__TASK GOAL__
Reproduce the entire conference post below word for word.

__SOURCE EXCERPT__
"""
Monday, May 29, 2017

REIMS le 1er juin for the SAES Congrès

I will be participating in the 57e Congrès of the SAES this week in Reims, France, speaking on June 1st for Atelier 13: Poets and Poetry on THERESA HAK KYUNG CHA. See my abstract below. Hope to see you there!



Atelier 13 : Poets and Poetry


Lieu

Bâtiment 17, salle 11.


Responsables

Penelope Galey-Sachs (Université de Valenciennes) et Sara Greaves (Aix-Marseille Université)


Programme

Jeudi 1er juin, 16h-18h

16h-16h30 Suhasini Vincent (Université Paris 2 Panthéon-Assas), “The Postmodern Reconfiguring of the Old in the New in Suniti Namjoshi’s Feminist Fables


16h30-17h Bastien Goursaud (Université Paris-Sorbonne), « Reconstruire le connu : sur les sonnets de Don Paterson »


17h-17h30 Héloïse Thomas-Cambonie (Université Bordeaux Montaigne), “The Archive and the Self : Reconstructive Historiographies of Black Womanhood in Robin Coste Lewis’s poetry”


17h30-18h Jennifer K. Dick (Université de Haute Alsace-Mulhouse), « Legacy & Reconstruction(s): the multilingual, hybrid works of Theresa Hak Kyung Cha »



Abstract for my talk:



Legacy & Reconstruction(s): the multilingual, hybrid works of Theresa Hak Kyung Cha

Jennifer K Dick (MdC, Université de Haute Alsace-Mulhouse, labo : ILLE)



“redressed let our history be seen through watermarks heard

thru no one speech”
"""
__Stored records__
"""
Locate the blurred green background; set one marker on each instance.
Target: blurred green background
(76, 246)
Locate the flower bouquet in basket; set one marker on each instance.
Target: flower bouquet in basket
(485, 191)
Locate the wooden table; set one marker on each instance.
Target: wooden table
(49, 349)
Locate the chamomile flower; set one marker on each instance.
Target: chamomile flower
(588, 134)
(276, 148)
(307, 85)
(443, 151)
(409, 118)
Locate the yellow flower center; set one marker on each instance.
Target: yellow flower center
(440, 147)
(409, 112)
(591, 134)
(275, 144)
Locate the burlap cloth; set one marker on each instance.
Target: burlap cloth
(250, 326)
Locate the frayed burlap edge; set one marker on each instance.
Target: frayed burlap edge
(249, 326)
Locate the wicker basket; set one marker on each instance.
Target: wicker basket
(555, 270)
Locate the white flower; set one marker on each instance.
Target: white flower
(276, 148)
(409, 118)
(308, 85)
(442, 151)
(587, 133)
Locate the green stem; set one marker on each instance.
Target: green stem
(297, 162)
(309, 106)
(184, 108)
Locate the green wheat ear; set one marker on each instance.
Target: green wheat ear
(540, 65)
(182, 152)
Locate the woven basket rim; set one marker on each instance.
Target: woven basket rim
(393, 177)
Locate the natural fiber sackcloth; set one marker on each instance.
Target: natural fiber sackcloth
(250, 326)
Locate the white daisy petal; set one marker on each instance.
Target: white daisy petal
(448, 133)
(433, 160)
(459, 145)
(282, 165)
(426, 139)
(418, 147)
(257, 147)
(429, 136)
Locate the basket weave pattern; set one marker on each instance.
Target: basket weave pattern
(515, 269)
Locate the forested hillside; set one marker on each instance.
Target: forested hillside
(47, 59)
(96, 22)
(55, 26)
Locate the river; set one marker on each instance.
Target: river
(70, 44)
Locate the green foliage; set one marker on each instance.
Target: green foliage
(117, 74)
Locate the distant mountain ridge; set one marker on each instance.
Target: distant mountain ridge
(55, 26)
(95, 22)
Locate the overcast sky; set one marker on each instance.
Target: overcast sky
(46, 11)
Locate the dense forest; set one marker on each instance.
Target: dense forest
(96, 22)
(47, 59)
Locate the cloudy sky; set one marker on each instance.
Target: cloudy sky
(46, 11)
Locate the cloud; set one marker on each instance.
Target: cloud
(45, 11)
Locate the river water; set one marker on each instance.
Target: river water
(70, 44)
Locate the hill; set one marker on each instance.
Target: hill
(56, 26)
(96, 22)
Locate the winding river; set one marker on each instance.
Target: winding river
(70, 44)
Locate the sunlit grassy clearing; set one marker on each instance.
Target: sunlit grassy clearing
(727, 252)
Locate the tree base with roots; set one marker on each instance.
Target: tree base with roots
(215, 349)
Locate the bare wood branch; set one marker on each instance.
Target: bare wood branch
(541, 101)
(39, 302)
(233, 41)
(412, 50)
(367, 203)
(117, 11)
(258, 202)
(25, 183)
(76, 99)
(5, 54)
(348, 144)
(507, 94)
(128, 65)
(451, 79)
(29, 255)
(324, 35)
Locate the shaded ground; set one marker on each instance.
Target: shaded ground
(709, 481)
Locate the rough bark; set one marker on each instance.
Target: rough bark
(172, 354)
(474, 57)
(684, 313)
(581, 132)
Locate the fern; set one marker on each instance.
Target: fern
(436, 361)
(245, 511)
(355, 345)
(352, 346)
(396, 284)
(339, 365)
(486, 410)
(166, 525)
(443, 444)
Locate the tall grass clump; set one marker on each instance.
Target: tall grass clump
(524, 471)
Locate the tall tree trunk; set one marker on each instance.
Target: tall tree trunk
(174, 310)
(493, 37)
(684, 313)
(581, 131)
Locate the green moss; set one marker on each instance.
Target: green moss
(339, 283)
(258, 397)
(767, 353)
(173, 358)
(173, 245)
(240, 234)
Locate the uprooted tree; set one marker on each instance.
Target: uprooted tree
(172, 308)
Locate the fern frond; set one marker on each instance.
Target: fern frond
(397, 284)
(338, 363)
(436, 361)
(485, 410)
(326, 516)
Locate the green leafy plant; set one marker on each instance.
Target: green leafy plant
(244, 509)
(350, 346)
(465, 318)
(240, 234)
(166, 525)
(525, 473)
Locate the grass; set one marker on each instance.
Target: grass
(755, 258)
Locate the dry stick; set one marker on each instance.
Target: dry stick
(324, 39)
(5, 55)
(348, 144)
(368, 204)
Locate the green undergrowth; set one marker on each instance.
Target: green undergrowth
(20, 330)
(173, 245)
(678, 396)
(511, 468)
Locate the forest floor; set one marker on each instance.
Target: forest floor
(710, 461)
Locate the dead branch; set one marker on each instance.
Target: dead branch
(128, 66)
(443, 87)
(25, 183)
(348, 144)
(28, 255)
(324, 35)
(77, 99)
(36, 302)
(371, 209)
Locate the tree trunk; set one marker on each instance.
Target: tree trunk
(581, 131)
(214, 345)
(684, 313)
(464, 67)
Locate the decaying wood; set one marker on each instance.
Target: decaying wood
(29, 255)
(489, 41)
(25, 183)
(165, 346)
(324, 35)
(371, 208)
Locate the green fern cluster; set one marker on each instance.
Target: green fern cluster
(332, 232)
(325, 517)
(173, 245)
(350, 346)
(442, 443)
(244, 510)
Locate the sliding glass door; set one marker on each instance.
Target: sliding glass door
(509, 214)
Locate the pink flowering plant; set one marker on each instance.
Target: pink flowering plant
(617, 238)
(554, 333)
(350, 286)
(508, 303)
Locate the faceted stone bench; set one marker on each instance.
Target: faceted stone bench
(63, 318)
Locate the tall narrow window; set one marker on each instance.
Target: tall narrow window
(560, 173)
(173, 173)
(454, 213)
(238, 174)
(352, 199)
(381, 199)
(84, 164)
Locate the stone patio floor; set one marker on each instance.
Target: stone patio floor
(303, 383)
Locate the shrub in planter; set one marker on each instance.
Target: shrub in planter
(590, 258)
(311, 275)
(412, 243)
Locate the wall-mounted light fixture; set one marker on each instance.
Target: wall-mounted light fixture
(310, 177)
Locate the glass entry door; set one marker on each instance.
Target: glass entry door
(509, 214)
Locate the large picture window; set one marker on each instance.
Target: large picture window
"""
__RESULT OF THE TASK__
Monday, May 29, 2017

REIMS le 1er juin for the SAES Congrès

I will be participating in the 57e Congrès of the SAES this week in Reims, France, speaking on June 1st for Atelier 13: Poets and Poetry on THERESA HAK KYUNG CHA. See my abstract below. Hope to see you there!



Atelier 13 : Poets and Poetry


Lieu

Bâtiment 17, salle 11.


Responsables

Penelope Galey-Sachs (Université de Valenciennes) et Sara Greaves (Aix-Marseille Université)


Programme

Jeudi 1er juin, 16h-18h

16h-16h30 Suhasini Vincent (Université Paris 2 Panthéon-Assas), “The Postmodern Reconfiguring of the Old in the New in Suniti Namjoshi’s Feminist Fables


16h30-17h Bastien Goursaud (Université Paris-Sorbonne), « Reconstruire le connu : sur les sonnets de Don Paterson »


17h-17h30 Héloïse Thomas-Cambonie (Université Bordeaux Montaigne), “The Archive and the Self : Reconstructive Historiographies of Black Womanhood in Robin Coste Lewis’s poetry”


17h30-18h Jennifer K. Dick (Université de Haute Alsace-Mulhouse), « Legacy & Reconstruction(s): the multilingual, hybrid works of Theresa Hak Kyung Cha »



Abstract for my talk:



Legacy & Reconstruction(s): the multilingual, hybrid works of Theresa Hak Kyung Cha

Jennifer K Dick (MdC, Université de Haute Alsace-Mulhouse, labo : ILLE)



“redressed let our history be seen through watermarks heard

thru no one speech”